PROMPT >> Copy the stretch of items from the line containing "Mark one point per instance of the white fascia" through the end of the items, changing every "evergreen tree" to "pine tree" and leaving everything else unchanged.

RECORD LIST >>
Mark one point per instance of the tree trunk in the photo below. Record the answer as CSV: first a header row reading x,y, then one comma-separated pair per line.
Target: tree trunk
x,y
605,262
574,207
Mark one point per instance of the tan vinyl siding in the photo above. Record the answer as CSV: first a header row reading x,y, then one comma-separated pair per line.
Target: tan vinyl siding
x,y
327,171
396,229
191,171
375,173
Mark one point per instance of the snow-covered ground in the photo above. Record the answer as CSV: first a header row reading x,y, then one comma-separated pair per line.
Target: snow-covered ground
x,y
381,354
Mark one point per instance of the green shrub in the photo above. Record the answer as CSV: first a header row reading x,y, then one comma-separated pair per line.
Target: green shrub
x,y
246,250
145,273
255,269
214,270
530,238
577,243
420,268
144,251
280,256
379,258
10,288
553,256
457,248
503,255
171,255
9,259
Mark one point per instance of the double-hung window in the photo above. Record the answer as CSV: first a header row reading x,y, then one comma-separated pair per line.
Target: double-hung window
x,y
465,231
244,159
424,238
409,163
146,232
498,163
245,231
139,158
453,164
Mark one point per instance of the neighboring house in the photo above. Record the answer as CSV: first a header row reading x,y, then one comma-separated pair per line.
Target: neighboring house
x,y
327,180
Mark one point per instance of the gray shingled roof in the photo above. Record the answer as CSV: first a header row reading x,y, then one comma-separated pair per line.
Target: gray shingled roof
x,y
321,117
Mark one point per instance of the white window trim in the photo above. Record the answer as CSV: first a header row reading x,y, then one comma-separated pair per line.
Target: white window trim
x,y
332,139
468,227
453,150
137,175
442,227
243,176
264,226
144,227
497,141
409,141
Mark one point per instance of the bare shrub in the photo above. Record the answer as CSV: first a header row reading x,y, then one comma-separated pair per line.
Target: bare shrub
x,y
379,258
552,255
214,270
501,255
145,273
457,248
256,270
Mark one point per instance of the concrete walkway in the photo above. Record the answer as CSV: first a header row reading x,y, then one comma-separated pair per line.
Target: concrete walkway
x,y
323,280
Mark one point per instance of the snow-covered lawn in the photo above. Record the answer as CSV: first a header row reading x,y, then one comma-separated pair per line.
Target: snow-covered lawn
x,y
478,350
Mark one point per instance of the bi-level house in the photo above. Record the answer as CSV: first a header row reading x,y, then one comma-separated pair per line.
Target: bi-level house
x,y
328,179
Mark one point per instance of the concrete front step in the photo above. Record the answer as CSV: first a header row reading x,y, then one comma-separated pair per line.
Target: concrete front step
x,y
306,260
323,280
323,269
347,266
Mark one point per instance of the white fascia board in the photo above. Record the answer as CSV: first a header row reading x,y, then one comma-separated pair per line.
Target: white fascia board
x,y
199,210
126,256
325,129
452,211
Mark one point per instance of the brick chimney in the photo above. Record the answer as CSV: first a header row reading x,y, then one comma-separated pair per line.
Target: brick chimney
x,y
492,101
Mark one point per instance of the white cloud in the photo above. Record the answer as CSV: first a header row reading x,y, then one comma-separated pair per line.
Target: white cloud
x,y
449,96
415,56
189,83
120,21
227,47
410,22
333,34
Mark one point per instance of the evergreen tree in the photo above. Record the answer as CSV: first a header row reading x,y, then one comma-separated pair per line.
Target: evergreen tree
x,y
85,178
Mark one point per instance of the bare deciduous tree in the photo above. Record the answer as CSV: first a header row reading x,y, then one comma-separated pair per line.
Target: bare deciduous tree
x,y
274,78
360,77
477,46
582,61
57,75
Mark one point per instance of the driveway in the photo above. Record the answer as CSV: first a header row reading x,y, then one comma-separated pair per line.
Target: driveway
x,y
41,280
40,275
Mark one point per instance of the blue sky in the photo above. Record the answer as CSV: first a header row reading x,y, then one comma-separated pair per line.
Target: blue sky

RESULT >>
Mark one point per instance of the white fascia board in the photo above. Record the answer as CSV: first a header row reading x,y, then one comma-separated pair per line.
Target: white fascia board
x,y
199,210
126,256
325,129
452,211
Mark one point per instance of the brick chimney in the photo above. Record the answer as CSV: first a header row reading x,y, then one comma-separated pair per line.
Target: brick chimney
x,y
492,101
Mark one point per instance of the white cloud in the photo above. Record the answer as CSV: first a header row reading x,y, then one comma-separated pair per line.
Target: white cloud
x,y
449,96
415,56
189,83
120,21
227,47
410,22
333,34
Mark one point per instance of the pine tree in the photo above. Record the answer as CSV: first a header row reading x,y, then one comma-separated pair per line.
Target: pine tree
x,y
85,178
Mark one point per instance of the bare deciduous tree in the photo above. Record the answer as CSV: first a header row reading x,y, then one comma-separated pair per line.
Target: bare deciduous tree
x,y
274,78
360,77
477,46
582,61
57,75
Mark one point per instance of the driveway in the photo above. Record the answer as CSV: first a header row reading x,y, then one comma-separated pair per line.
Target: driveway
x,y
41,280
40,275
Mark one point per instance of the blue sky in the photo above. Record the answer as CSV: first a header row reading x,y, then one comma-separated pair per line.
Target: blue sky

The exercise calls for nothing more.